• **TEXTE SOURCE**
........

Au moment où Indochine, presque vingt ans de carrière, continue de drainer les foules et où l'on parle d'une "actualité" Bérus, dix ans après leur séparation, Nicola et François ont bien voulu, pour la première fois, accepter de se rencontrer.
Au moment où Indochine, presque vingt ans
de carrière, continue de drainer les foules et où l'on parle d'une
"actualité" Bérus, dix ans après leur séparation,
Nicolas et François ont bien voulu, pour la première fois,
accepter de se rencontrer.
Nicolas : Alors vous ressortez quelque chose
les Bérus?
François :Non, pas pour l'instant. Peut-être
à la fin de l'année. Quelque chose de l'ordre de la compilation...
améliorée (sourire!)
N. : Améliorée?
F. : Ouais, avec du "visuel"...
On est ravi que vous ayez accepté le
principe de cette rencontre dans la mesure où on vous a beaucoup
opposés dans le passé...
N. : Oui, c'est vrai, on nous a beaucoup
opposés dans les 80's. Pas nous forcément, mais ce qu'on représentait
: d'un côté les Bérus, le rock alternatif sans concession. De
l'autre côté Indo, le rock dit "commercial". Alors
que c'était peut-être plus compliqué que ça...
Il y eu aussi beaucoup de groupes dits
"alternatifs" qui ne l'étaient pas du tout et qui ont
fait beaucoup de compromis que des artistes dits "commerciaux"!
Mais on ne va pas citer de noms!
LES BÉRUS RÉFORMÉS!
D'un côté, le rock alternatif, jusqu'au-boutiste
: les Bérus. De l'autre, Indochine, le produit de la major,
destiné aux gamins et forcément débilitant... Aujourd'hui,
retournement cocasse, Indo continue presque en indépendant, délaissé
par les médias. Et quand Les Bérus annoncent leur éventuel
retour : branle-bas de combat chez les majors...
F. : C'est vrai, c'est assez cocasse. Avec
les Bérus, il y a des gens qui ont pensé qu'il y avait un coup
à faire, puisqu'un jour on m'a fait rencontrer Doc Gynéco! C'était
pas pour faire un coup, que j'ai refusé évidemment...
En accord avec le Bureau Politique des Bérurier
Noir (rires)! Non, mais c'est vrai, il y a eu un frisonnement,
notamment dans les majors, suite à ce qui était une boutade
lancée par le chanteur des Wampas qui, un jour, sur Ouï FM, a
dit que les Bérus allaient se reformer!
N. : Comment ça fonctionne Bérus d'abord?

........

• **EXTRAITS D'ENREGISTREMENTS**
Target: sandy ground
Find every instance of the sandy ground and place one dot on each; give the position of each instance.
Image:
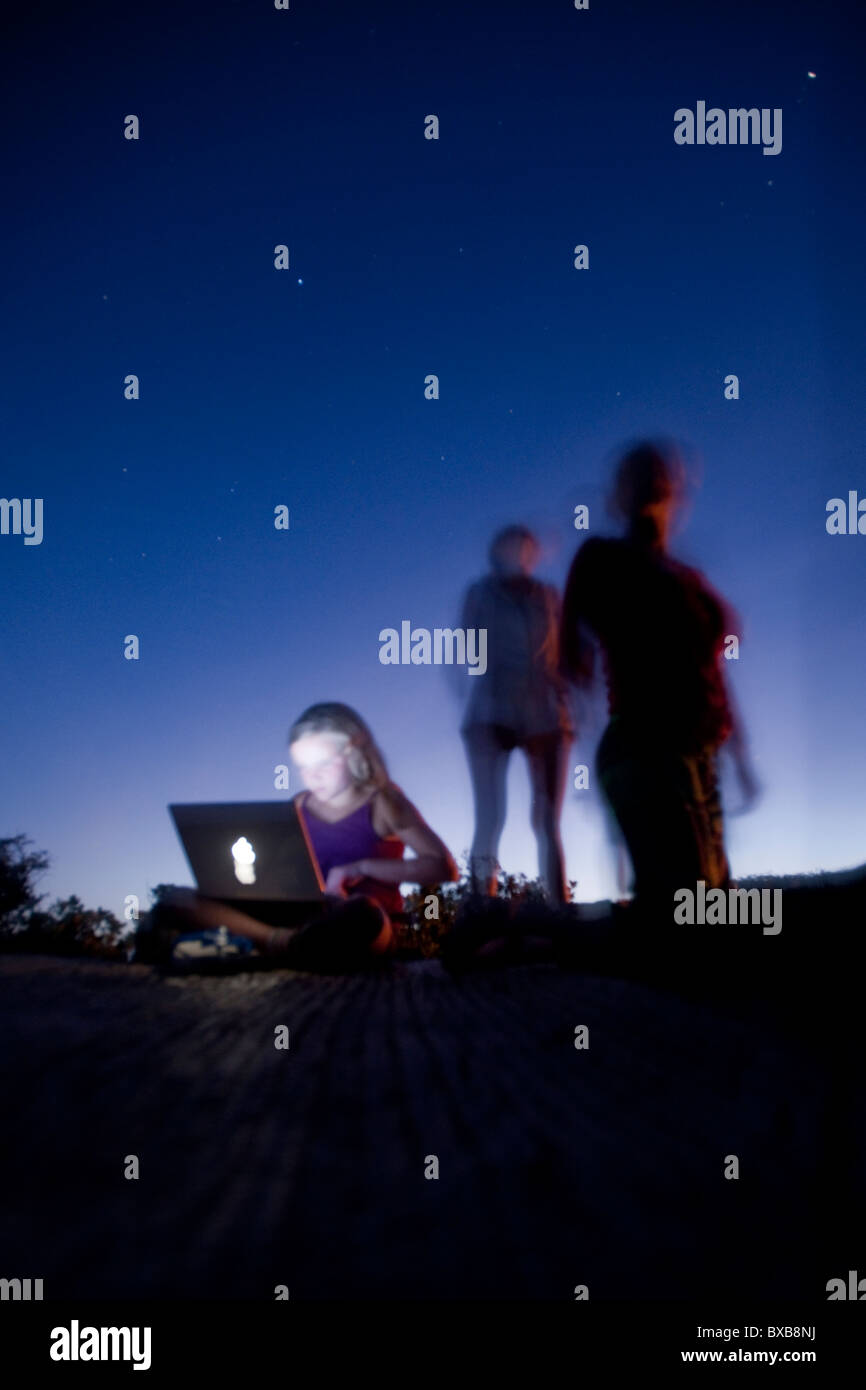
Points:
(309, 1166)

........

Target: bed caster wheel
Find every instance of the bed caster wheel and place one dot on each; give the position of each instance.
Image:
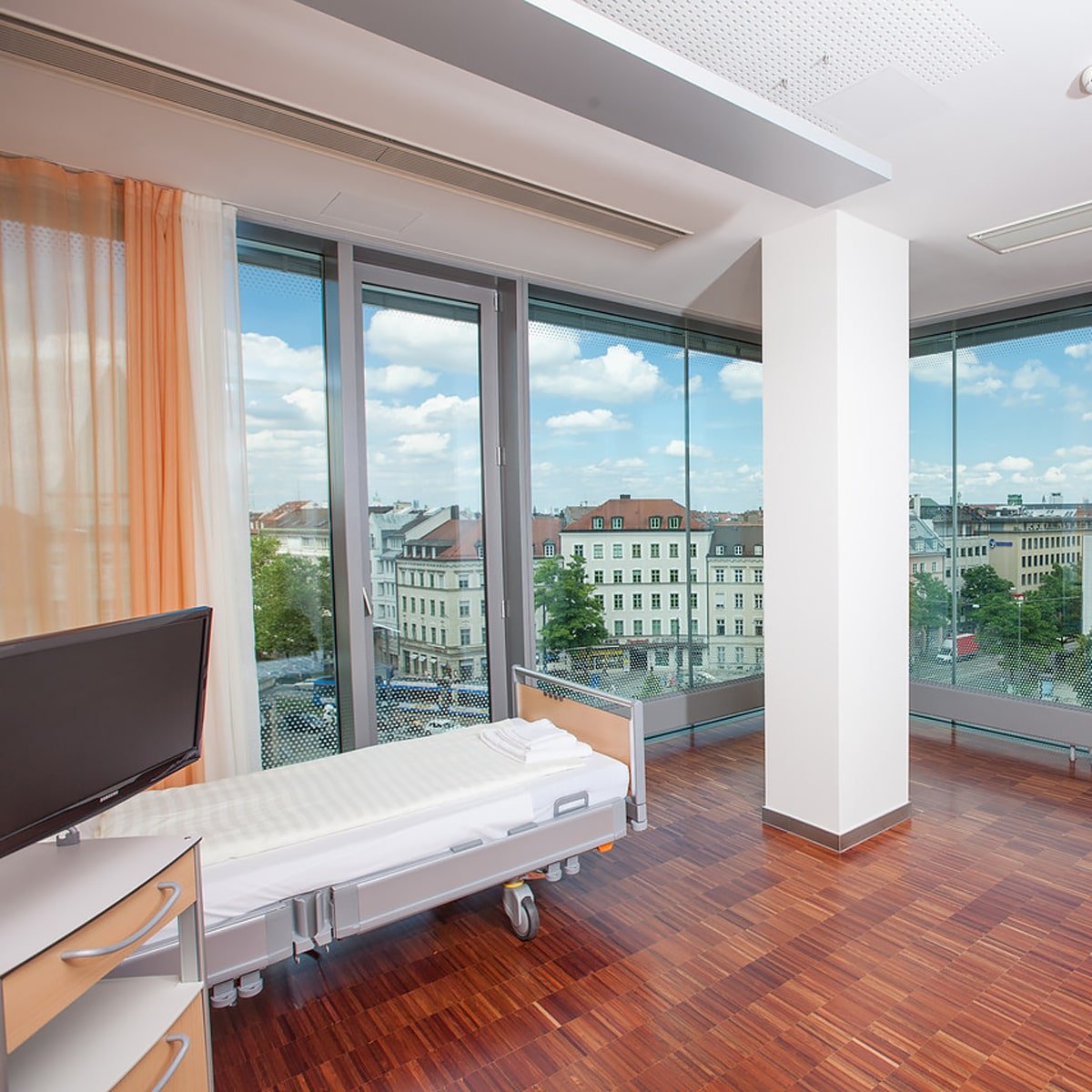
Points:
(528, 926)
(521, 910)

........

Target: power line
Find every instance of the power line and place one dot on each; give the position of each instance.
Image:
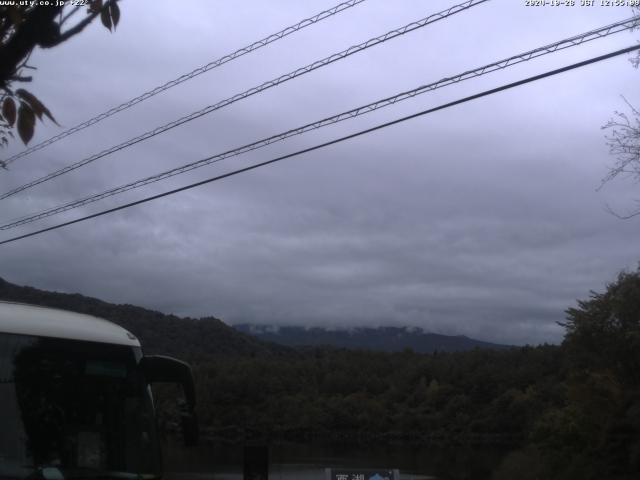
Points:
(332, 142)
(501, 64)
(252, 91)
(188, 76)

........

• **SÉRIE D'EXERCICES**
**a.** Indiquez, s'il vous plaît, si chacune des affirmations suivantes concorde avec l'entretien sur Indochine et les Bérus, en répondant par oui ou non et en citant à l'identique les mots qui tranchent : (i) François annonce une sortie des Bérus dans l'immédiat ; (ii) la rumeur d'une reformation des Bérus vient du chanteur des Wampas ; (iii) dans les années 80, Indochine passait pour du rock alternatif.
**b.** Prolongez l'entretien sur Indochine et les Bérus à partir de sa dernière réplique.
Les enregistrements n'ont aucun lien avec l'entretien sur Indochine et les Bérus.

• **LES RÉPONSES**
**a.**
(i) Non : « Non, pas pour l'instant. »
(ii) Oui : « une boutade lancée par le chanteur des Wampas qui, un jour, sur Ouï FM, a dit que les Bérus allaient se reformer! »
(iii) Non : « De l'autre côté Indo, le rock dit "commercial". »

**b.**
C'est toi tout seul? Et les autres? Parce que moi, j'avais vu
Laurent il y a quelques années à l'enterrement de Christian
Lebrun (rédacteur en Chef de Best dans les 80's -- ndr) et
depuis plus de nouvelles...
F. : Ben, les Bérus, c'est essentiellement
trois personnes, les trois auteurs-compositeurs, c'est-à-dire,
François, Masto et Laurent. Alors, c'est vrai, on est dispersés
mais on est toujours en contact. Assez flou et distendu,
reconnaissons-le, parce qu'on a des vies très différentes
aujourd'hui. Mais, on décide toujours des choses qui concernent
le groupe en trio.
N. : Ben, tu vois, nous, on a toujours été
assimilé à un groupe-produit lancé par une major alors qu'on a
toujours décidé de tout nous-mêmes et ce, depuis le début. On
a commencé à la limite comme vous, comme un groupe de banlieue
dans la mouvance punk.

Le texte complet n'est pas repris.